INPUT FOR THIS TASK START
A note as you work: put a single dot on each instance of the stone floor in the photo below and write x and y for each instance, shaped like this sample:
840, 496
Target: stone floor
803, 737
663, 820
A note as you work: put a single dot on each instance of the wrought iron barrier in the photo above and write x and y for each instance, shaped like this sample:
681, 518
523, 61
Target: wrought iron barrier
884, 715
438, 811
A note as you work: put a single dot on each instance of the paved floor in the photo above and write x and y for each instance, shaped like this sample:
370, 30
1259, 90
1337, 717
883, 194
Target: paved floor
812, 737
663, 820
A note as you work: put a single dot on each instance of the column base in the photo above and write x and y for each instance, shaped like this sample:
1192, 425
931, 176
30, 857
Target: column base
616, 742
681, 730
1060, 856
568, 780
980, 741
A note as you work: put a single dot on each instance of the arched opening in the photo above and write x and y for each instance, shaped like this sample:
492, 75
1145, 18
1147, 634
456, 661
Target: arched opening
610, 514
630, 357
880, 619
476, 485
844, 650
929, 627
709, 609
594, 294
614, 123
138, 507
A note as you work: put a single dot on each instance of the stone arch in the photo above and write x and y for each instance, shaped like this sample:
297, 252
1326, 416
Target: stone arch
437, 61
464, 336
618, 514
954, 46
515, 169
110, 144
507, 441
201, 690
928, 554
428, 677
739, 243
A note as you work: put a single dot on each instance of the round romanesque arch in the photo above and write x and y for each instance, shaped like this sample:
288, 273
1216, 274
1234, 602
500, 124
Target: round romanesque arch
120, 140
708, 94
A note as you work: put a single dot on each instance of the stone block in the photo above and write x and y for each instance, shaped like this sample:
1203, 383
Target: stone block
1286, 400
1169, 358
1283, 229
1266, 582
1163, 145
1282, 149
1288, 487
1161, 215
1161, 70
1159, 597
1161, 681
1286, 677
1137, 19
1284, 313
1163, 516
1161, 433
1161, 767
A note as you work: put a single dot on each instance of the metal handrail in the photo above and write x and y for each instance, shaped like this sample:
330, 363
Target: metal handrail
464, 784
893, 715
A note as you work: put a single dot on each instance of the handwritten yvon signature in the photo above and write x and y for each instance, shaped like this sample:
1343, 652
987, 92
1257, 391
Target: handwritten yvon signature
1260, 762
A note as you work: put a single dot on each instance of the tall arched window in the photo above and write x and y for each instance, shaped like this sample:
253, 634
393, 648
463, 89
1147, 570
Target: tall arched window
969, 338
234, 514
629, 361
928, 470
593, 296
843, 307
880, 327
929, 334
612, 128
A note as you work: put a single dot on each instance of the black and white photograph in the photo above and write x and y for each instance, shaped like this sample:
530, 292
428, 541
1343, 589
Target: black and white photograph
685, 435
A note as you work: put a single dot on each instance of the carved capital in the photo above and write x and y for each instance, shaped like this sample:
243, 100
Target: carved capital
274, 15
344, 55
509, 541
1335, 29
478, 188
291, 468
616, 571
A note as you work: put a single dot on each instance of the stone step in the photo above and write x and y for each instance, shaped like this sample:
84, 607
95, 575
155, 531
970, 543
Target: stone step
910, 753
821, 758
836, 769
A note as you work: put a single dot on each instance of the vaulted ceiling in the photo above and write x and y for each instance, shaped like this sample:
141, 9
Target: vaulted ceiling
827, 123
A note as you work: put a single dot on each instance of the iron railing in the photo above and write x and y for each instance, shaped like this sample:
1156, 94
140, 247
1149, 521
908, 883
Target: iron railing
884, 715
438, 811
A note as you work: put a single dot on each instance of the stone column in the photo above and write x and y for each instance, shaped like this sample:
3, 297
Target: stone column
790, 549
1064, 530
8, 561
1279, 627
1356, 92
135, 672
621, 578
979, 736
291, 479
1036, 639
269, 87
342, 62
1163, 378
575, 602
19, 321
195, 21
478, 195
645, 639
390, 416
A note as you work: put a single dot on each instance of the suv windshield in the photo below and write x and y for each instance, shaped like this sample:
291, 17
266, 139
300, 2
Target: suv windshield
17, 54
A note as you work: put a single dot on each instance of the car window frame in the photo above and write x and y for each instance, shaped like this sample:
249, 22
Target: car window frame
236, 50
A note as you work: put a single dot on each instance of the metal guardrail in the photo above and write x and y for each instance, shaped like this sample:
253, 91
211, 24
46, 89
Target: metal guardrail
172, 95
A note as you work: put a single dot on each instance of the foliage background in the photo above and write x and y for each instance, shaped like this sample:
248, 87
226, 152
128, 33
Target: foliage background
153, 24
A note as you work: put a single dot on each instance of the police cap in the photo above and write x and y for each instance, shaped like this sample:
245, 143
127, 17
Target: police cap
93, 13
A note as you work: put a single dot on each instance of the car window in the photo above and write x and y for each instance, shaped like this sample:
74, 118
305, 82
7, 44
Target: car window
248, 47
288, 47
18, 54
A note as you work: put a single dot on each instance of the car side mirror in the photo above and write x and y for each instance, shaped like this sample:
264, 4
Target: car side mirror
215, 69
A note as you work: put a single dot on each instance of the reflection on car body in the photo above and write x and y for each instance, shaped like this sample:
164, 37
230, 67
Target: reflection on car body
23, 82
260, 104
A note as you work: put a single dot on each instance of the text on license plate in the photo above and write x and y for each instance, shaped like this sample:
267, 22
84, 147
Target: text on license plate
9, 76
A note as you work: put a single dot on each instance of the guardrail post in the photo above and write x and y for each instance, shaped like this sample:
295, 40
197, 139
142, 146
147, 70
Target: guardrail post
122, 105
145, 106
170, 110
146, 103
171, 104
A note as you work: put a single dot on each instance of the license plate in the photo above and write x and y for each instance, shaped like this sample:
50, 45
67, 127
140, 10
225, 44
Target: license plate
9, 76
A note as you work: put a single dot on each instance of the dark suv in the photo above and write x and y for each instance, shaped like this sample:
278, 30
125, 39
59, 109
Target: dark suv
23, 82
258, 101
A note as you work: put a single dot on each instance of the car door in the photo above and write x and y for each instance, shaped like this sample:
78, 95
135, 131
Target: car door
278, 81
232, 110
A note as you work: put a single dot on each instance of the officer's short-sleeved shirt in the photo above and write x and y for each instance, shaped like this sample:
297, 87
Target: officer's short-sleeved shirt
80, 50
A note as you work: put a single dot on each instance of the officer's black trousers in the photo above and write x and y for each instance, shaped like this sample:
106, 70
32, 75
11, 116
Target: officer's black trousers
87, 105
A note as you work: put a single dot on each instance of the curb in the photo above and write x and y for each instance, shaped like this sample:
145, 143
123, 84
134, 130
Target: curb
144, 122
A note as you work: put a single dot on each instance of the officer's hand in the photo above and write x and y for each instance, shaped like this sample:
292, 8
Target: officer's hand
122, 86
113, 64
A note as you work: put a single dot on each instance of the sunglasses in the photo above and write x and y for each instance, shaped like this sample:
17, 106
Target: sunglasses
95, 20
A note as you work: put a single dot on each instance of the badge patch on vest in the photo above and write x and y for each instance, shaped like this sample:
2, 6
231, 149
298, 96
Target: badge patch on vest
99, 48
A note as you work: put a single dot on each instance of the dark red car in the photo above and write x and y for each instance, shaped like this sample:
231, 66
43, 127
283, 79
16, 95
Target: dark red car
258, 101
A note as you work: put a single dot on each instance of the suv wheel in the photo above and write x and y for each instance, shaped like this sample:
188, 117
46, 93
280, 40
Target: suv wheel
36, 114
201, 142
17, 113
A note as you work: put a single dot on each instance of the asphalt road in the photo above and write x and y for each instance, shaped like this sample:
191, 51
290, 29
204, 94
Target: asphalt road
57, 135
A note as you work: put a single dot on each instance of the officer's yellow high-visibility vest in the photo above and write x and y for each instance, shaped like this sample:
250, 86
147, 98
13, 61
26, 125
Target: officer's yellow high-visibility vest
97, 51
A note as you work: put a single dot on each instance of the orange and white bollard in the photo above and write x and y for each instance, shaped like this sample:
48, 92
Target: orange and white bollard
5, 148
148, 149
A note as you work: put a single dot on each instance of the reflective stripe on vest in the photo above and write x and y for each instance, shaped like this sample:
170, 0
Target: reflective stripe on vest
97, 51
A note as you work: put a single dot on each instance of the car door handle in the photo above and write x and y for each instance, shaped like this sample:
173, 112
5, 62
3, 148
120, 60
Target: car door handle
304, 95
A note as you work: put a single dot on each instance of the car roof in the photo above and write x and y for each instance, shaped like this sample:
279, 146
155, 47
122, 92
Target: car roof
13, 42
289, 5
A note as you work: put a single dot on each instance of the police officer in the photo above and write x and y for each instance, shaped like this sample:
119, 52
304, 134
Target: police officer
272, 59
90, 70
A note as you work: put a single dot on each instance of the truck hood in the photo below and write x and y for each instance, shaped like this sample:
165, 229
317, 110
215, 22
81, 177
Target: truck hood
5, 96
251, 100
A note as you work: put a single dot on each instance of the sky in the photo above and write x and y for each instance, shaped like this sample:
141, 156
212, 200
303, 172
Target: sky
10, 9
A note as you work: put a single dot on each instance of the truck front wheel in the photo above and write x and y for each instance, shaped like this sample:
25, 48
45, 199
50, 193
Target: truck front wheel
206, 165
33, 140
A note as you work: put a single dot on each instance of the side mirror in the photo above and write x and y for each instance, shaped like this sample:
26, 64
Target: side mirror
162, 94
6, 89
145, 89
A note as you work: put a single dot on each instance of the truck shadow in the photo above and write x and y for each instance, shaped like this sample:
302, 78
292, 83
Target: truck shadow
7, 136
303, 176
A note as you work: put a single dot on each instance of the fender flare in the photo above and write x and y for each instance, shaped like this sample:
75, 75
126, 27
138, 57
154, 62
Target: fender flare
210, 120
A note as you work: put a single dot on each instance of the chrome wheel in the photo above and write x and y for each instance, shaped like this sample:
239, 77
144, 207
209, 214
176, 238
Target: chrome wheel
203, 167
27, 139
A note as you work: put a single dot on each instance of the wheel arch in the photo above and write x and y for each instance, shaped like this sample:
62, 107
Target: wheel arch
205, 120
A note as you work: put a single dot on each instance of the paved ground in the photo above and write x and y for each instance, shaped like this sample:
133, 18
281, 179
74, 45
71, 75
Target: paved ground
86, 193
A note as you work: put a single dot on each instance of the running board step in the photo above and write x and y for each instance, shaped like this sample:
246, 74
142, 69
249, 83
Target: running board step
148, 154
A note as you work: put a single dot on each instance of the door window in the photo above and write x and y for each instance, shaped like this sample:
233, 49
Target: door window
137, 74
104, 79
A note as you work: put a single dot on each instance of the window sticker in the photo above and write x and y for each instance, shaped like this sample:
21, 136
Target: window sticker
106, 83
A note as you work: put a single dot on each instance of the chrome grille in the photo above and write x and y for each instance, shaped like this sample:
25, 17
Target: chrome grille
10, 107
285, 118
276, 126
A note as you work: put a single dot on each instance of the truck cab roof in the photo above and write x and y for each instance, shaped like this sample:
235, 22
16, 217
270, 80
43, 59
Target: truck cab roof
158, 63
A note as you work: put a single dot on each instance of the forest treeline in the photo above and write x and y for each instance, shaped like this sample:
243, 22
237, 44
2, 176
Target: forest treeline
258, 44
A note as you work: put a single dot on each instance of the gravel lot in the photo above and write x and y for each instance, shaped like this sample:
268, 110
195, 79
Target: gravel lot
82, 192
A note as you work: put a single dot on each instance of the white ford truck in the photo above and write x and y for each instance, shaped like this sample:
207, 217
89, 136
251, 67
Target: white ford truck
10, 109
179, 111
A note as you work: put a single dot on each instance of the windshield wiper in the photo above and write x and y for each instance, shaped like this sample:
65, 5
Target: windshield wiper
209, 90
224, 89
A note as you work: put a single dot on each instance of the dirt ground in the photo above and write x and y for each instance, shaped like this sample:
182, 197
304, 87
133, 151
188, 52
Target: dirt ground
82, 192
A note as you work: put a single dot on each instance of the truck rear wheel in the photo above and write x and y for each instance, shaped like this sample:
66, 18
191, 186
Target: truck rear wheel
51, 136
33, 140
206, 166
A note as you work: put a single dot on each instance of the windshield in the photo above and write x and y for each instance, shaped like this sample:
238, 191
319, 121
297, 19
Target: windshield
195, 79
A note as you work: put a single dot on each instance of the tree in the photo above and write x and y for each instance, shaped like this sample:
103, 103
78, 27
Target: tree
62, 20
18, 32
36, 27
INPUT FOR THIS TASK END
◆ **AIM OF THE TASK**: Search the data for the word "below" and copy each line where it appears.

◆ **SOLUTION TO THE EXERCISE**:
A note as you work: put a single dot on each instance of the stone floor in the photo below and write x and y for each instance, shaped like this sample:
A note as you work: put a single dot on each instance of the suv windshield in the photo below and write x and y for each instance, shaped like this sample:
A note as you work: put a single dot on each instance of the truck hood in the photo below and write x and y for each instance, shaped like this sample:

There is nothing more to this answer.